> **WRITTEN INSTRUCTION**
List each line of the records below that contains the string "tattoo", copying every such line in full. Matching is case-sensitive.

> **MATERIAL**
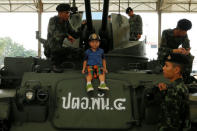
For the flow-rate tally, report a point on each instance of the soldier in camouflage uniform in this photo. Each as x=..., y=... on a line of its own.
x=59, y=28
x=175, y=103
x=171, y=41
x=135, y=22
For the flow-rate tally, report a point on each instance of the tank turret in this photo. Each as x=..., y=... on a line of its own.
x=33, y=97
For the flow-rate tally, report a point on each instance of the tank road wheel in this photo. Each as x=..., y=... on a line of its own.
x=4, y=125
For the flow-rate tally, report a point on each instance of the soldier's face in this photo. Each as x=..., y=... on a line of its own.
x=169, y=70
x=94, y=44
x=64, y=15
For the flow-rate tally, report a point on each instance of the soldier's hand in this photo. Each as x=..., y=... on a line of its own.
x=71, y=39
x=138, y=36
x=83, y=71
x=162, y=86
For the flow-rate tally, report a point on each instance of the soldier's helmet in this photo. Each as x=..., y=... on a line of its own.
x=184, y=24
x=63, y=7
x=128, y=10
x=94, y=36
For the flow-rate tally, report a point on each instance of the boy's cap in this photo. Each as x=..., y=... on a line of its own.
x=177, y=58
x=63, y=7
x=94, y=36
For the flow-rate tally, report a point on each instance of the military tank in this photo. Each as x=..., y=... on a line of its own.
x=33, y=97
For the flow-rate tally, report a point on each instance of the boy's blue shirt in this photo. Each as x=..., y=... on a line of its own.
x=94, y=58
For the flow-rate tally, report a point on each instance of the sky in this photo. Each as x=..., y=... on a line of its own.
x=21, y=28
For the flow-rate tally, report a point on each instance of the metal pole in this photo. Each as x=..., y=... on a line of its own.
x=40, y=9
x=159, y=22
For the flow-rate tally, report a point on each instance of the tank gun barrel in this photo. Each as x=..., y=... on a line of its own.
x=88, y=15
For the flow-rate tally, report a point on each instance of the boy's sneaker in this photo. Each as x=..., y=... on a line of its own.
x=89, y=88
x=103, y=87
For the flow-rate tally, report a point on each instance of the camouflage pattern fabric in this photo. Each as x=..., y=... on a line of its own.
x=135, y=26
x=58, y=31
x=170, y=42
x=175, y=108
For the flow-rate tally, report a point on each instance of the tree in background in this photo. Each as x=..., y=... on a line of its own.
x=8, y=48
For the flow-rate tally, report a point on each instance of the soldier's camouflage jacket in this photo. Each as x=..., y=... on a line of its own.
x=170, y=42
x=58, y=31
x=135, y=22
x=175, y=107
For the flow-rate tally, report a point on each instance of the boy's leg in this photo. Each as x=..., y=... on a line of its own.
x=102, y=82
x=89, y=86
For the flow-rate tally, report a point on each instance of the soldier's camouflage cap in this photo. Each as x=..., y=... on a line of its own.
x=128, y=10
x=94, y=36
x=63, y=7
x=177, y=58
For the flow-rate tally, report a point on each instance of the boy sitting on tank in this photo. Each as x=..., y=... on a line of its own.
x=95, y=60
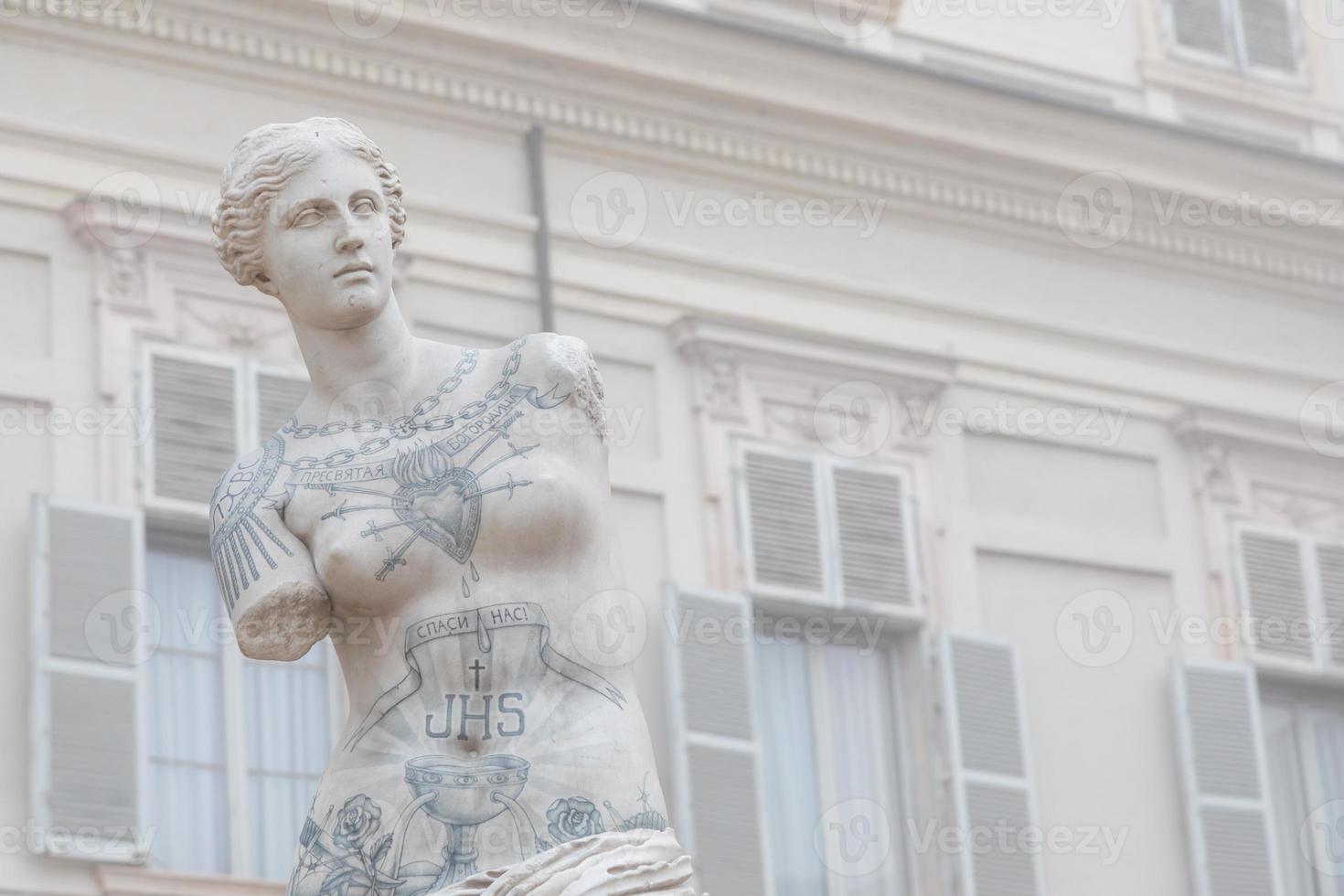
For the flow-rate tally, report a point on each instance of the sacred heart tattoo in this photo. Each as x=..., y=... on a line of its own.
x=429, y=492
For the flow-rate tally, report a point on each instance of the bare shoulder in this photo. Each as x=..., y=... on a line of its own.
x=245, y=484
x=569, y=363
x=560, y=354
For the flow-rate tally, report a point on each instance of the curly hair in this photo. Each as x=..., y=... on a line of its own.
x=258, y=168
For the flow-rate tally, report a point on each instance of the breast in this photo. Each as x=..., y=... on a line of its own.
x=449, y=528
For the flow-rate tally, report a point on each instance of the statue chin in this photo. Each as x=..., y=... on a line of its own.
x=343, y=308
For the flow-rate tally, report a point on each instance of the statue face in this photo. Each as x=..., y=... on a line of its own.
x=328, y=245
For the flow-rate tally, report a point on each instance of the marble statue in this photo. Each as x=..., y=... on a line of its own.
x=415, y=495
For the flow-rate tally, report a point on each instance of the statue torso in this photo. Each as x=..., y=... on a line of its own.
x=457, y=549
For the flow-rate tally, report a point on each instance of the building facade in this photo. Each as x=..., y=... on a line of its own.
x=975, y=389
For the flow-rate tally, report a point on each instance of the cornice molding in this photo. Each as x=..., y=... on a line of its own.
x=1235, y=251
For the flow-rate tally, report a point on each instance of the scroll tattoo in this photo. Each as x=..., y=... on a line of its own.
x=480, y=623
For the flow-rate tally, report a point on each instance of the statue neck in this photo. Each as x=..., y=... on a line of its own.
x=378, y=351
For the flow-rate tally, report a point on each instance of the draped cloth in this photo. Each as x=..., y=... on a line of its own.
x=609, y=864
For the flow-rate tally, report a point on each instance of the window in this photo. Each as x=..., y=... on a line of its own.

...

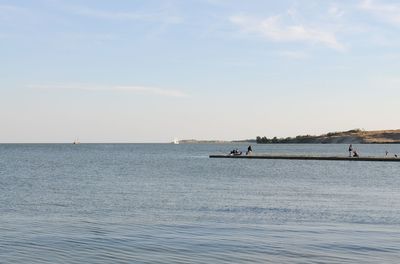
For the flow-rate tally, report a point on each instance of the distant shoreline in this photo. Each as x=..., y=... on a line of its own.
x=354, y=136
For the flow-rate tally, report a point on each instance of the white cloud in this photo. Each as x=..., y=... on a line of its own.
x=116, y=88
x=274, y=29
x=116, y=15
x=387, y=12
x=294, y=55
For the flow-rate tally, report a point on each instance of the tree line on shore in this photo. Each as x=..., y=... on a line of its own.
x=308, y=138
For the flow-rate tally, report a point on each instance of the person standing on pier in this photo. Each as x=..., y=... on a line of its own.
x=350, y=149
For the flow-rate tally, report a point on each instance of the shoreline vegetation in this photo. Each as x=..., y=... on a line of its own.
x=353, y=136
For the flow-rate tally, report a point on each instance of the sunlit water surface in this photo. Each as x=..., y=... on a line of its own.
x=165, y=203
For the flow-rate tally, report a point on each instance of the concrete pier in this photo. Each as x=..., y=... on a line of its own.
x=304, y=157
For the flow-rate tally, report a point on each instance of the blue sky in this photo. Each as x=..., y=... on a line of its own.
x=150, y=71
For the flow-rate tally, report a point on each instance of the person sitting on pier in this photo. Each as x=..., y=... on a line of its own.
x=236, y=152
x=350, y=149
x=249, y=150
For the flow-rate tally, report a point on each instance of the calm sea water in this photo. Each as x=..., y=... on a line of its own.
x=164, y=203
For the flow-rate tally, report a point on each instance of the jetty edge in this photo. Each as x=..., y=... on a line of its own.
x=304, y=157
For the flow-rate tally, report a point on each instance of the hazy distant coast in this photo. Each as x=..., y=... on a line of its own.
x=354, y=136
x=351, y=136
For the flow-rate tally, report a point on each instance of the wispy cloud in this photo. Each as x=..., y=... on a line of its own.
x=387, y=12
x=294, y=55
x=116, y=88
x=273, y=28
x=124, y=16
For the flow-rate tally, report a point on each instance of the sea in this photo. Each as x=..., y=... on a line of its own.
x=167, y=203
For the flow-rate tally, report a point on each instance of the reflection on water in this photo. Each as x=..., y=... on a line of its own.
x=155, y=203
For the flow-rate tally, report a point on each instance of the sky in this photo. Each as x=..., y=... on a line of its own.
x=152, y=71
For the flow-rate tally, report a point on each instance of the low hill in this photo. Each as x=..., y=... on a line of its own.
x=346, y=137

> **RESPONSE FOR THIS EXERCISE**
For the flow-rate tally, report a point on each instance of the sacred heart tattoo in this photo. Each as x=..., y=... on a line of its own.
For the flow-rate tally, report a point on each instance of the scroll tattoo in this photo. Each as x=..., y=... on a line of its own.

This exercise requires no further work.